> _AUSGEWÄHLTER TEXT_:
══════════════════════════════

Seit 25 Jahren steht am Rande der Neusser Innenstadt unter hohen Bäumen ein kleiner Nachbau von Shakespeares legendärem Globe-Theater. Dort hat sich aus bescheidenen Anfängen ein Shakespeare-Festival entwickelt, das inzwischen für vier Wochen im Sommer Theaterleute aus aller Welt anzieht.

19.06.2016
    Die Hexenszene aus Shakespeares Macbeth zur Begleitung der singenden Säge. Und gleich danach eine große Dame des deutschen Theaters mit einem Sonett Corinna Kirchhoff war zu Gast, das Signum Saxophon-Quartett und das Asasello Quartett unterlegten die Shakespeare-Verse mit Musik. Und dann kam noch ein Zauberer, ein Jongleur oder ein Comedian, der den Saal aufmischte.
    "Shakespeare goes Variété" hieß der Abend, mit dem das Neusser Festival in diesem Sommer erstmals eine eigene Produktion realisiert hat. Man kann sich keinen anderen Autor vorstellen, der so einen Genremix vertragen würde. Bei Shakespeare klappt das: Man konnte staunen, lachen und tatsächlich noch ein paar dunkle Untertöne spüren – schließlich war es eine Revue zum Todestag. Und dieser ungeniert zupackende Griff nach der Weltliteratur zeichnete auch in diesem Jahr wieder das ganze Festival aus.
    Buntheit ist Programm in Neuss, wo sich inzwischen rund um das Globe eine Art Kultur-Biergarten mit Blumen, Bänken und einem Imbissbüdchen etabliert hat, in dem die Vorstellung oft schon draußen beginnt, wenn geschminkte Schauspieler selbst ihre Programme verkaufen.
    Stammgäste sind die kleinen Ensembles, die in praller Volkstheatertradition meist Komödien spielen, mit vielen Rollenwechseln und sehr körperbetonter Aktion. Die Bremer Shakespeare Company beispielsweise oder die Tobacco Factory aus Bristol. Eine fulminante Aufführung haben auch in diesem Jahr wieder die Studierenden der Ernst-Busch-Hochschule eingebracht, mit einer hinreißend komödiantischen und dabei überraschend tiefsinnigen Version der "Zwei Herren aus Verona".

══════════════════════════════

> _QUELLENMATERIAL_:
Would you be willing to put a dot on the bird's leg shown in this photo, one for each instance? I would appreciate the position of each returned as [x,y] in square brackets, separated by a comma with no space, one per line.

══════════════════════════════

> _AUFGABENÜBERSICHT_:
1) Nennen Sie alle Ensembles, die im Text über das Neusser Shakespeare-Festival mit ihrem Eigennamen genannt werden.
2) Übersetzen Sie aus dem Text über das Neusser Shakespeare-Festival den Satz „Man kann sich keinen anderen Autor vorstellen, der so einen Genremix vertragen würde.“ ins Englische.
3) Führen Sie den Text über das Neusser Shakespeare-Festival im Anschluss an seinen letzten Satz weiter.

> _ENDGÜLTIGE ANTWORTEN_:
1)
Signum Saxophon-Quartett
Asasello Quartett
Bremer Shakespeare Company
Tobacco Factory

2) One cannot imagine any other author who could handle such a mix of genres.

3)
    Öfter als sonst hat das Festival diesmal ausgetestet, wie viel Ernstes und Nachdenkliches sich mit der Sommerfestatmosphäre und der unmittelbaren Nähe zwischen Akteuren und Publikum im Rundbau des Globe verträgt. Die Bilanz fällt überraschend gut aus. Hamlets Seelenqualen sind natürlich immer faszinierend. In Neuss brachte das Flute Theatre sie packend heraus. Das Ensemble, von einer Schauspielerin der Royal Shakespeare Company gegründet, hat große Anerkennung gefunden für seine Arbeit mit autistischen und traumatisierten Zuschauern und erzählt das Drama aus einer Bewusstseinsspaltung Hamlets heraus, mit sechs Darstellern, einem Sofa und einem Schlagzeug auf der Bühne.
    Auch in dem Politthriller "Julius Cäsar" gibt es nichts zu lachen. Nicht einmal einen komischen Diener, Pförtner oder Totengräber hat Shakespeare hier vorgesehen zur entlastenden Ablenkung von mörderischen Intrigen. Die Mountview Productions aus London, ein Theaterproduktionshaus mit angegliederter Schauspielschule, zeigte eine spannende, absolut heutige Inszenierung, die sich völlig über Gendergrenzen hinwegsetzte. Brutus und einige andere Verschwörer waren Frauen, die das gnadenlose Machtspiel ebenso kalt beherrschten wie ihre männlichen Komplizen. Das 400 Jahre alte Stück war ein geradezu tagesaktueller Kommentar über Populisten, die alle Register der Manipulation ziehen – vom US-Wahlkampf bis zur AfD.
    2016 war ein guter Shakespeare-Jahrgang in Neuss, wo man mit vielen freien Gruppen und Off-Theater-Festivals kooperiert, um interessante Aufführungen zu finden. Das hängt natürlich jede Saison von der Marktlage ab, aber eine Neuerung sollte man auf jeden Fall beibehalten: Ein Shakespeare für Kinder. Das Pilotprojekt in diesem Jahr war "Der Sturm oder die Insel der zauberhaften Wesen" vom Ensemble Seifenblasentheater: zwei Schauspieler, ein halbes Dutzend Marionetten und Handpuppen und ein Paravent – und schon segeln zwei oder drei Schulklassen auf ihren Sitzkissen zur magischen Insel.